** start of MATERIAL TO PROCESS **
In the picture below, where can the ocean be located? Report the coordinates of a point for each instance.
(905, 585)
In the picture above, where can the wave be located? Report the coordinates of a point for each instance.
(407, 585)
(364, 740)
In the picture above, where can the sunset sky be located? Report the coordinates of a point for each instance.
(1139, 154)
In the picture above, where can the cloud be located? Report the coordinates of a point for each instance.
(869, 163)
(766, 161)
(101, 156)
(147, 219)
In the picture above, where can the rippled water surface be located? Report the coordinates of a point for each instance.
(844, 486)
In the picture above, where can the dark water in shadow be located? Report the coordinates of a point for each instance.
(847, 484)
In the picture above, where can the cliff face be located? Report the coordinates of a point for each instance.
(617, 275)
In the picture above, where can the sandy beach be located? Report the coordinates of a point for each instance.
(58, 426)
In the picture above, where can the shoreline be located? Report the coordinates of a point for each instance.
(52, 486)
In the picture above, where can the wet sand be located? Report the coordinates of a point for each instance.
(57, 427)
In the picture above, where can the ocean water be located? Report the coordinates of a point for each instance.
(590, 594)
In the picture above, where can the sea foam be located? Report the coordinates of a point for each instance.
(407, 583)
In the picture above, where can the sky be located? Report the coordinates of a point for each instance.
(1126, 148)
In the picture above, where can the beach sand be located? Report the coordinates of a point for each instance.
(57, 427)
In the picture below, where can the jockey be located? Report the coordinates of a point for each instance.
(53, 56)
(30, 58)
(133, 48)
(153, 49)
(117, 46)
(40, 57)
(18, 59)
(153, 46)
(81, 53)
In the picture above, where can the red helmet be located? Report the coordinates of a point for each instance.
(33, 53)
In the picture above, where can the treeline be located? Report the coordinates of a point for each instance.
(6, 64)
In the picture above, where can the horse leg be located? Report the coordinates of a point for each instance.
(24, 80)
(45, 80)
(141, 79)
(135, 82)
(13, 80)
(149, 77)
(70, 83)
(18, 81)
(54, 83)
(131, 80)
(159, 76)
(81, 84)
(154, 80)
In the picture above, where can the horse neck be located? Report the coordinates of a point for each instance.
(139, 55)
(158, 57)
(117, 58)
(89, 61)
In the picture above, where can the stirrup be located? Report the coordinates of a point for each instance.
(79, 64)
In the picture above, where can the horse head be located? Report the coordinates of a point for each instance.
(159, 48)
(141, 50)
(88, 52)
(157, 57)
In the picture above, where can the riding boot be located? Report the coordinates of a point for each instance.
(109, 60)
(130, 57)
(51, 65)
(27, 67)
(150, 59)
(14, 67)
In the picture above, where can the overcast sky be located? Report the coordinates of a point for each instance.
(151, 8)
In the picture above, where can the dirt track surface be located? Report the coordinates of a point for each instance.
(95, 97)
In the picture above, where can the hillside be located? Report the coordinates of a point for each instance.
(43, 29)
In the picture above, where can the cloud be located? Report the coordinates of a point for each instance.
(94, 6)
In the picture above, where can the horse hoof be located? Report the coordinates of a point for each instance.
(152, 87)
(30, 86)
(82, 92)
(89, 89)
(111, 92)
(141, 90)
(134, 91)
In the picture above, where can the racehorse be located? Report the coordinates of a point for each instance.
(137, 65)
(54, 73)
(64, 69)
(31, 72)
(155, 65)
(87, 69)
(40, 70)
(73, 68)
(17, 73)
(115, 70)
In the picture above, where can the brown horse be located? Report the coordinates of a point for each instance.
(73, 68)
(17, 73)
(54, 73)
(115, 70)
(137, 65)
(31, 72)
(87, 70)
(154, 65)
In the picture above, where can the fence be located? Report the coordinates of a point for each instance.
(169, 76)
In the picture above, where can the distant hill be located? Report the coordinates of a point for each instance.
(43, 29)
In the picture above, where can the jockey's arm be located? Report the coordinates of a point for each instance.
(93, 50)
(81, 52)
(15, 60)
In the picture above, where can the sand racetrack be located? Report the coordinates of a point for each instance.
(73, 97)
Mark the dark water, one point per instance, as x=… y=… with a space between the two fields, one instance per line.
** end of MATERIAL TO PROCESS **
● EXERCISE INSTRUCTIONS
Can you give all of the data above again with every "instance" changed to "occurrence" and nothing else altered?

● IN RESPONSE
In the picture below, where can the ocean be located? Report the coordinates of a point for each occurrence.
(905, 585)
In the picture above, where can the wave be located? Report the coordinates of a point for each occurrence.
(407, 585)
(364, 740)
In the picture above, where can the sunset sky be located? Report the coordinates of a point for each occurrence.
(1139, 154)
In the picture above, where can the cloud be located? Report the coordinates of a point for each occurrence.
(869, 163)
(766, 161)
(101, 156)
(147, 219)
In the picture above, where can the rippled water surface be located? Report the coordinates of a point for each occurrence.
(844, 486)
In the picture above, where can the dark water in shadow be located? Report the coordinates of a point for each occurrence.
(847, 484)
In the picture above, where can the cliff face be located? Report the coordinates of a point for each occurrence.
(617, 275)
In the picture above, where can the sandy beach be located? Report the coordinates of a point for each occurrence.
(58, 426)
In the picture above, where can the shoreline be located? Report the coordinates of a point for each occurrence.
(52, 486)
In the picture above, where can the wet sand be located? Report the coordinates of a point for each occurrence.
(57, 427)
In the picture above, where can the ocean water be located? Report the coordinates of a point for each occurrence.
(590, 594)
In the picture above, where can the sea foam be located? Report the coordinates of a point for each occurrence.
(407, 583)
In the picture above, where can the sky be located? Report the coordinates of a point for each occurrence.
(1126, 148)
In the picture above, where can the beach sand be located? Report the coordinates of a point for each occurrence.
(57, 427)
In the picture below, where can the jockey be located? Report the coordinates of a point for each occurrence.
(53, 56)
(30, 58)
(133, 48)
(153, 49)
(117, 46)
(40, 57)
(18, 59)
(153, 46)
(81, 53)
In the picture above, where can the red helmet be located? Report the coordinates of a point for each occurrence.
(33, 53)
In the picture above, where can the treeline be located? Report the coordinates of a point for each occurrence.
(6, 64)
In the picture above, where can the horse leg be located? Report the coordinates of a point for each occurrence.
(24, 80)
(45, 80)
(141, 79)
(135, 82)
(13, 80)
(149, 77)
(70, 83)
(18, 81)
(54, 83)
(131, 80)
(159, 76)
(81, 84)
(154, 80)
In the picture above, where can the horse neck be located? Report the coordinates of a point for each occurrence.
(139, 55)
(158, 57)
(117, 58)
(89, 61)
In the picture above, where can the stirrup be located? Report the coordinates of a point for each occurrence.
(79, 64)
In the picture above, where can the horse head be located? Report the coordinates of a point for each occurrence.
(159, 48)
(141, 50)
(88, 52)
(157, 57)
In the picture above, where can the riding boot be located? Report the coordinates of a point for each occurrence.
(109, 60)
(130, 57)
(51, 65)
(27, 67)
(150, 59)
(14, 67)
In the picture above, where can the overcast sky be located? Report the coordinates of a point for each occurrence.
(151, 8)
In the picture above, where can the dirt track surface be located? Report the coordinates of a point for each occurrence.
(95, 97)
In the picture above, where can the hillside be located? Report the coordinates of a point for each occurrence.
(43, 29)
In the picture above, where can the cloud be located? Report the coordinates of a point for each occurrence.
(94, 6)
In the picture above, where can the horse hoof be located? Report the coordinates of a point for each occurrence.
(152, 87)
(30, 86)
(82, 92)
(89, 89)
(111, 92)
(141, 90)
(134, 91)
In the picture above, where can the racehorse be located? Report the coordinates of a point for each occurrence.
(137, 65)
(54, 73)
(64, 69)
(31, 72)
(155, 65)
(87, 69)
(40, 70)
(73, 68)
(17, 73)
(115, 70)
In the picture above, where can the brown horse be located? Report the coordinates of a point for each occurrence.
(73, 68)
(17, 73)
(54, 73)
(115, 70)
(137, 65)
(31, 72)
(87, 70)
(154, 65)
In the picture above, where can the fence be located? Report the coordinates of a point for each occurrence.
(169, 76)
In the picture above, where can the distant hill be located? Report the coordinates of a point for each occurrence.
(43, 29)
In the picture above, where can the jockey's arm be located? Report the coordinates of a point for each occurrence.
(93, 50)
(81, 52)
(15, 60)
In the picture above, where can the sand racetrack be located? Report the coordinates of a point for each occurrence.
(73, 97)
Mark the dark water, one point per occurrence, as x=… y=… with a space between the two fields, one occurrence per line.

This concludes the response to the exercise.